DATASET ▸
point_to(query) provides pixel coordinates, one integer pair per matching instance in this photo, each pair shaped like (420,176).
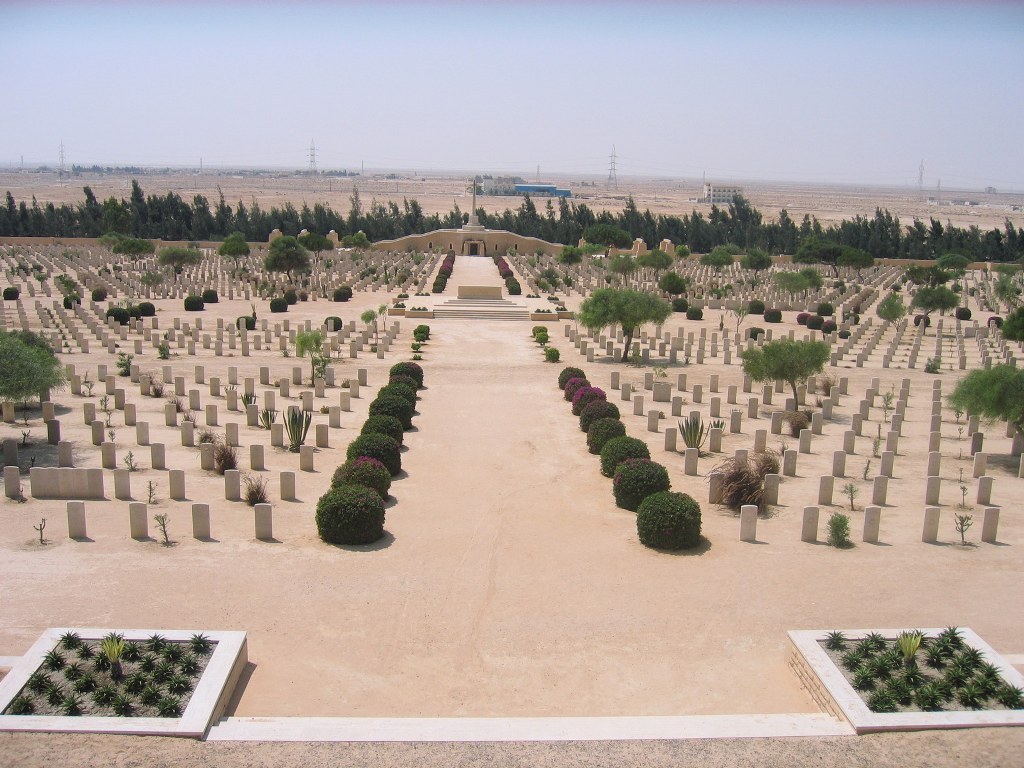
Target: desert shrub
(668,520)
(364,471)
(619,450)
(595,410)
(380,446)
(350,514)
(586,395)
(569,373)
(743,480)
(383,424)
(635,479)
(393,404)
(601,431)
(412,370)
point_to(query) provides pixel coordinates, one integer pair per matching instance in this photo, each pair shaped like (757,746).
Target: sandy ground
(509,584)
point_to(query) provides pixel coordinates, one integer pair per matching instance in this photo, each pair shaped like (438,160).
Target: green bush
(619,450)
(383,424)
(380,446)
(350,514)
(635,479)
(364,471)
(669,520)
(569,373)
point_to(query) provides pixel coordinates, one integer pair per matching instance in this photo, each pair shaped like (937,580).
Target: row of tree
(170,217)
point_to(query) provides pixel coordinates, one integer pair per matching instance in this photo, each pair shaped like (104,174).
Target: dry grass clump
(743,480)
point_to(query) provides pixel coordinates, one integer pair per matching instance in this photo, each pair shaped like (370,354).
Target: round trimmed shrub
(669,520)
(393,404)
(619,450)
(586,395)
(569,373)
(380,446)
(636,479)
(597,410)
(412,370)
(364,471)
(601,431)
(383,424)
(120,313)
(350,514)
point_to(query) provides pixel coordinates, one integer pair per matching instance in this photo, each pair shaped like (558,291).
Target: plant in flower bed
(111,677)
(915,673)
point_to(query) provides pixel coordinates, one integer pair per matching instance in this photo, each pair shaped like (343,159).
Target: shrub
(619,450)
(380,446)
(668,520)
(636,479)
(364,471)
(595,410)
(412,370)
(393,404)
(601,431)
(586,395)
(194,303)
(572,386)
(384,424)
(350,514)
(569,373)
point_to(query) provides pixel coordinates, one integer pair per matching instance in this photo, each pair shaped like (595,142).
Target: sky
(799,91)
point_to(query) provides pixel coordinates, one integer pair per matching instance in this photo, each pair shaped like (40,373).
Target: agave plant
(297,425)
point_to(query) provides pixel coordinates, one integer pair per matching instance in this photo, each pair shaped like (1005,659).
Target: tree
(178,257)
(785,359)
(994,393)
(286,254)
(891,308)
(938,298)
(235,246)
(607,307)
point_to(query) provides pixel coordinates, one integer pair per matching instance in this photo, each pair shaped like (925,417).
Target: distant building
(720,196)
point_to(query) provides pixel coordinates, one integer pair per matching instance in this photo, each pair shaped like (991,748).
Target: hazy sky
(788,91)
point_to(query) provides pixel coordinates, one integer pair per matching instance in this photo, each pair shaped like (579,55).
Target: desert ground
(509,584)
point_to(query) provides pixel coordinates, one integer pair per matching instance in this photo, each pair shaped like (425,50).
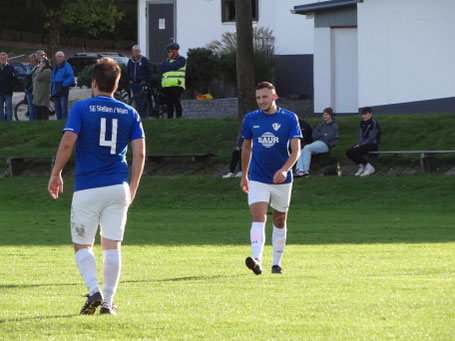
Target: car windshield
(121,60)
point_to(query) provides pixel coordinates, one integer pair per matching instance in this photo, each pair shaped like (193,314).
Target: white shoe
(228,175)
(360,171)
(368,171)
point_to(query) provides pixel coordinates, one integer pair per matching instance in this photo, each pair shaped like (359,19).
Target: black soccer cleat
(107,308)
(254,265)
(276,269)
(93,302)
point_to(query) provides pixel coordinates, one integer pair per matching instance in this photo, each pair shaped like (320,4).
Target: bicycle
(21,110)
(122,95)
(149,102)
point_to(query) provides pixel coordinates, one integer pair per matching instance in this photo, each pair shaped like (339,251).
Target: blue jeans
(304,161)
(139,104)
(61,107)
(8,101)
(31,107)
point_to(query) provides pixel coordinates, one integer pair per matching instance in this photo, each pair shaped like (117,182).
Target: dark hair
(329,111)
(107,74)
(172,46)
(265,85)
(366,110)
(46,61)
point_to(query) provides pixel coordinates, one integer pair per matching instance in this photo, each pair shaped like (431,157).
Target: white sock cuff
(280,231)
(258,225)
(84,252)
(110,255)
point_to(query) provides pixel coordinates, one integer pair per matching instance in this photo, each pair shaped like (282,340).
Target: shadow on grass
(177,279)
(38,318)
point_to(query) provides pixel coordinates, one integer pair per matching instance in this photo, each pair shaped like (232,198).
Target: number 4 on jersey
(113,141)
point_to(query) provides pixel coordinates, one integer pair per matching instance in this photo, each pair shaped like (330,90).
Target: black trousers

WHAT YOU ARE ASKED TO DO ▸
Hand back exactly the lines from the one with "shaped like (991,748)." through the last line of the data above, both ends included, with every picture left out.

OUTPUT OF THE EXERCISE ▸
point_to(query) provides pixel coordinates, one integer pair per matching instance in this photo, each pair shaped like (991,748).
Target: hazy sky
(788,91)
point_to(query) provides pixel coordinates, one integer pair per matching instance in this photo, each pair shaped like (579,55).
Target: desert ground
(509,584)
point_to(query) provides pixel coordinates, one integer pair per matching instance in this photo, each pair shaped like (425,50).
Target: car windshield
(121,60)
point_to(query) provides pixel coordinates, one integer pair per matching instance in this photo, each pair shaped like (193,314).
Target: white shoe
(228,175)
(360,171)
(368,171)
point_to(query) provides pixel coordinates, one integer pair per matching instance in this photo, each pair shaped like (359,19).
Target: black soccer cleat
(107,308)
(254,265)
(276,269)
(93,302)
point_to(query) provides pixel coordinates, one integer pair per matching instance in this photo, each pair shaped like (320,4).
Target: bicycle
(21,110)
(122,95)
(149,102)
point_to(query) provides pixel coordinates, one integer pair per matching instance in this photo, each pair shaped like (339,251).
Target: blue jeans
(304,161)
(139,104)
(61,107)
(8,101)
(31,107)
point_to(query) provides pixel coordinates, one integer pair per matching instance in this photo, each pair shaped like (117,182).
Target: dark hair
(329,111)
(107,74)
(172,46)
(265,85)
(366,110)
(46,61)
point_to(query) provides pixel coordinates, one integer pair per matching instance in this photo, each pair shaped like (431,157).
Target: white sock cuff
(280,231)
(258,225)
(84,252)
(110,255)
point_to(query) provides pixel coordinates, one integer pair per matching instance in this photo, each pair shaped like (282,340).
Target: shadow on grass
(177,279)
(38,318)
point_to(query) provides pixel coordinates, one integer pair per matching instance in this photo, each pair shaped like (232,198).
Target: number 4 on jersey
(113,141)
point_to(query) provides pixel coordinates, one integer pair per matching instance in this photo, each pair shaped like (330,90).
Target: black trousers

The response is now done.